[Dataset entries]
--- --- ---

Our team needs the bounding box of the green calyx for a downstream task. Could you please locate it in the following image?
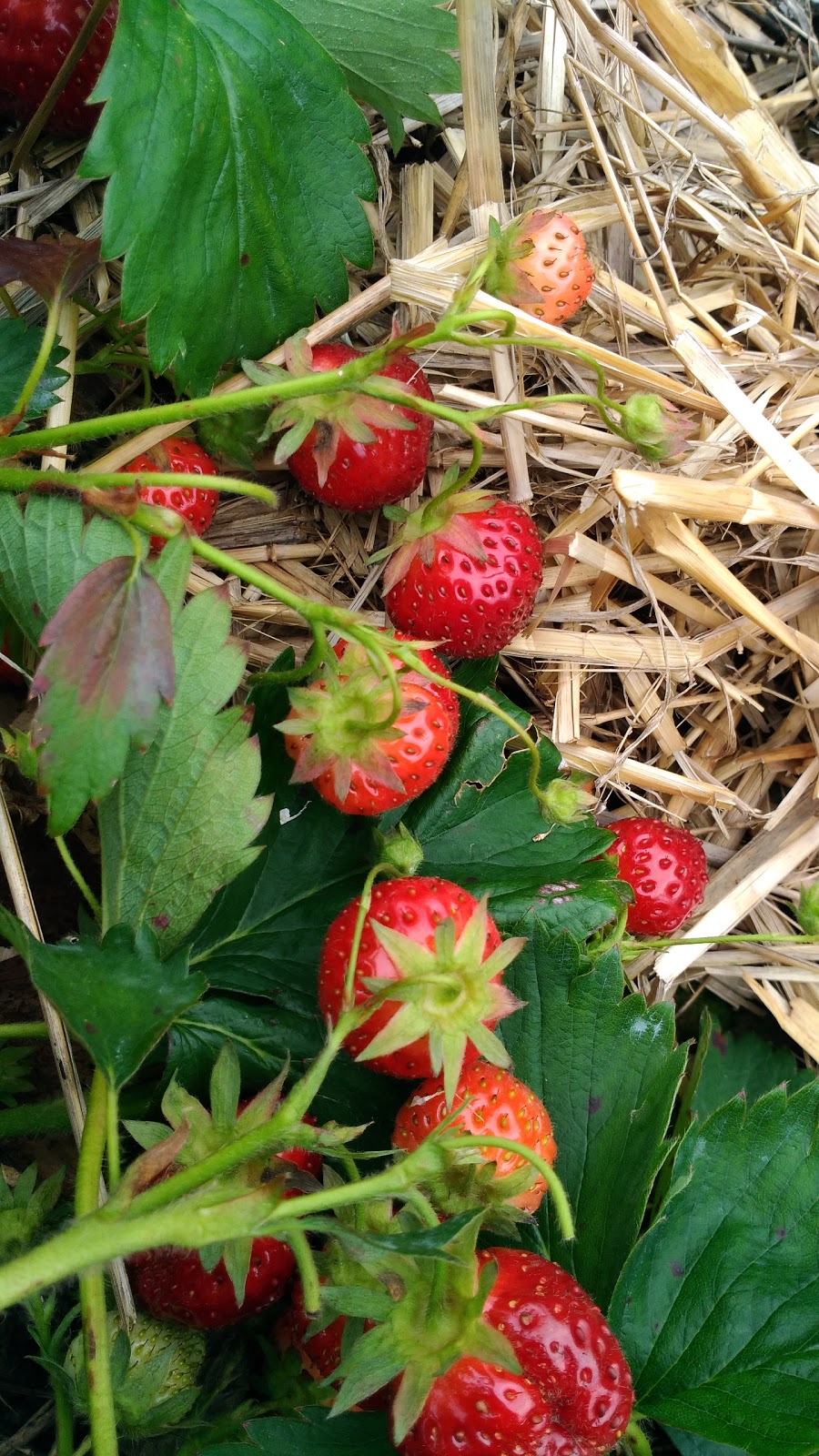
[482,216,535,298]
[121,1041,320,1305]
[359,897,526,1107]
[64,1315,206,1437]
[277,648,408,803]
[242,330,415,485]
[334,1216,521,1446]
[540,772,598,824]
[371,488,495,592]
[408,1138,538,1235]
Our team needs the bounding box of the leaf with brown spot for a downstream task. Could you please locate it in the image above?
[0,238,99,303]
[32,556,174,834]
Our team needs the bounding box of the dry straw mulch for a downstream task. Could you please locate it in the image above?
[0,0,819,1060]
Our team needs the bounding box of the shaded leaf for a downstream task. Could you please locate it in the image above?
[272,0,451,151]
[0,318,68,420]
[80,0,375,393]
[609,1080,819,1456]
[32,556,174,834]
[199,1408,395,1456]
[0,493,130,642]
[99,592,269,956]
[691,1026,814,1121]
[502,915,685,1309]
[399,693,621,939]
[0,236,99,303]
[0,908,207,1087]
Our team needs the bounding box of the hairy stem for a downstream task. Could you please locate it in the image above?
[441,1133,574,1239]
[71,1068,116,1456]
[54,834,102,922]
[0,1147,431,1310]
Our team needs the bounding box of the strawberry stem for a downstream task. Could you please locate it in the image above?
[622,1412,652,1456]
[341,864,393,1012]
[287,1228,320,1315]
[440,1133,574,1242]
[0,466,278,510]
[54,834,102,923]
[75,1067,116,1456]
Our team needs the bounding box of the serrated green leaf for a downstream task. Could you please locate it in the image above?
[502,915,685,1309]
[272,0,451,151]
[691,1026,814,1121]
[664,1425,748,1456]
[609,1082,819,1456]
[80,0,375,393]
[0,318,68,428]
[99,592,268,954]
[32,556,174,834]
[199,1408,395,1456]
[0,493,130,642]
[26,925,207,1087]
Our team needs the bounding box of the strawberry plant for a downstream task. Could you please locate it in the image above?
[0,8,819,1456]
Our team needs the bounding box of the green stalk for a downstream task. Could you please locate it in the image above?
[105,1085,119,1192]
[191,537,547,808]
[0,1138,434,1310]
[287,1228,320,1315]
[75,1067,116,1456]
[341,864,393,1010]
[440,1133,574,1240]
[54,834,102,920]
[623,1412,652,1456]
[11,300,60,422]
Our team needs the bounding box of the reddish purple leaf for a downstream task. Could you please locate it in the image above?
[32,556,174,834]
[0,238,99,303]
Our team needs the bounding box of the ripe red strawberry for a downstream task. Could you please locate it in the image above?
[478,1248,634,1451]
[126,435,218,551]
[392,1061,557,1213]
[611,818,708,935]
[128,1043,319,1330]
[319,876,525,1102]
[485,211,594,325]
[383,490,543,657]
[0,0,118,136]
[398,1356,593,1456]
[278,643,458,815]
[262,337,433,511]
[328,1240,634,1456]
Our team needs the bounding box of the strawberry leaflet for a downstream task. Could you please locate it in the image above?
[82,0,375,393]
[32,556,174,834]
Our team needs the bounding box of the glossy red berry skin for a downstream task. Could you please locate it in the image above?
[609,818,708,935]
[385,500,543,658]
[283,643,459,817]
[319,875,500,1077]
[398,1356,582,1456]
[126,435,218,551]
[287,344,433,511]
[128,1238,296,1330]
[0,0,118,136]
[392,1061,557,1213]
[478,1248,634,1451]
[128,1148,320,1330]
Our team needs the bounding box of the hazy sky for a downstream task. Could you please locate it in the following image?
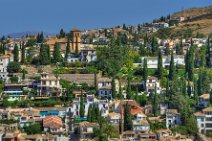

--- --- ---

### [EXERCISE DETAILS]
Retype every row above word for word, and leave the pictures out of your answer.

### [ANSWER BELOW]
Our team needs the bounding box of the green calyx for a downstream task. Could you please locate it in the following image?
[482,216,535,298]
[121,1041,320,1305]
[359,897,526,1107]
[64,1315,206,1437]
[277,648,408,803]
[242,330,415,485]
[334,1216,521,1446]
[540,772,598,824]
[371,488,495,592]
[408,1138,538,1235]
Our team needs the bounding box of the leaf with brown spot for a downstream task. Could you please locate it in the image above?
[0,238,99,303]
[32,556,174,834]
Our team needs the bounding box of the dry straw mulch for a downstream task. Could you please locate it in the image above?
[0,0,819,1060]
Our team needs the bounding box of the shaded leaf for a downstream task. Could you please locate it in the image above?
[272,0,451,151]
[0,318,68,420]
[80,0,375,393]
[609,1080,819,1456]
[32,556,174,834]
[199,1408,395,1456]
[0,493,130,642]
[99,592,269,956]
[691,1026,814,1121]
[502,915,685,1309]
[399,693,621,939]
[0,236,99,303]
[0,908,207,1087]
Our team needs the bounding box of the hairy stem for a downstream task. Could you please locate it in the image above?
[441,1133,574,1239]
[71,1068,116,1456]
[54,834,102,922]
[0,1147,431,1310]
Our team needs the bounding box of the strawberry stem for a downstream task. Could you please locate it in the image above?
[622,1412,652,1456]
[341,864,393,1012]
[287,1228,320,1315]
[440,1133,574,1242]
[0,466,278,510]
[54,834,102,923]
[75,1067,116,1456]
Our team needs the bounding box of the serrated green leaf for a downstream task. Could you please locate it in the image above?
[502,915,685,1309]
[272,0,451,151]
[691,1026,814,1121]
[664,1425,748,1456]
[609,1082,819,1456]
[80,0,375,393]
[0,318,68,428]
[99,592,268,954]
[32,556,174,834]
[199,1408,395,1456]
[0,493,130,642]
[26,925,207,1087]
Our team needs the bounding box of the strawberry plant for a downstream task. Could you please locate it in the image above?
[0,8,819,1456]
Our team needs the bounding box of the green stalk for a downstream task. Could you please locate it in the image above?
[105,1085,119,1192]
[191,537,547,808]
[0,1138,434,1310]
[287,1228,320,1315]
[75,1067,116,1456]
[341,864,393,1010]
[440,1133,574,1240]
[54,834,102,920]
[623,1412,652,1456]
[11,300,60,422]
Our team needs the bounding box of the reddish purple leaf for a downstream task. Could you please locate it in the image above?
[32,556,174,834]
[0,238,99,303]
Our team needs the bounding box of the ripe red strawberry for a downstream task. Could you please locate it in the image above?
[478,1248,634,1451]
[126,435,218,551]
[392,1061,557,1213]
[611,818,708,935]
[128,1043,319,1330]
[319,876,525,1102]
[485,211,594,325]
[383,490,543,657]
[0,0,118,136]
[398,1356,593,1456]
[278,643,458,815]
[262,337,433,511]
[328,1240,634,1456]
Our team needs the bounding box of the strawberry leaflet for a downstream task. Could you please locate it in the image above?
[82,0,375,393]
[32,556,174,834]
Our team needs the bounding box of the glossy red berry skin for a downstream task. Could you please locate it in the image above?
[609,818,708,935]
[385,500,543,658]
[283,643,459,817]
[319,875,500,1077]
[398,1356,582,1456]
[126,435,218,551]
[287,344,433,511]
[128,1238,296,1330]
[0,0,118,136]
[392,1061,557,1213]
[478,1248,634,1451]
[128,1148,320,1330]
Our team needs the bounding box of the hazy sky for a downstream task. Could you please locate it in the following image?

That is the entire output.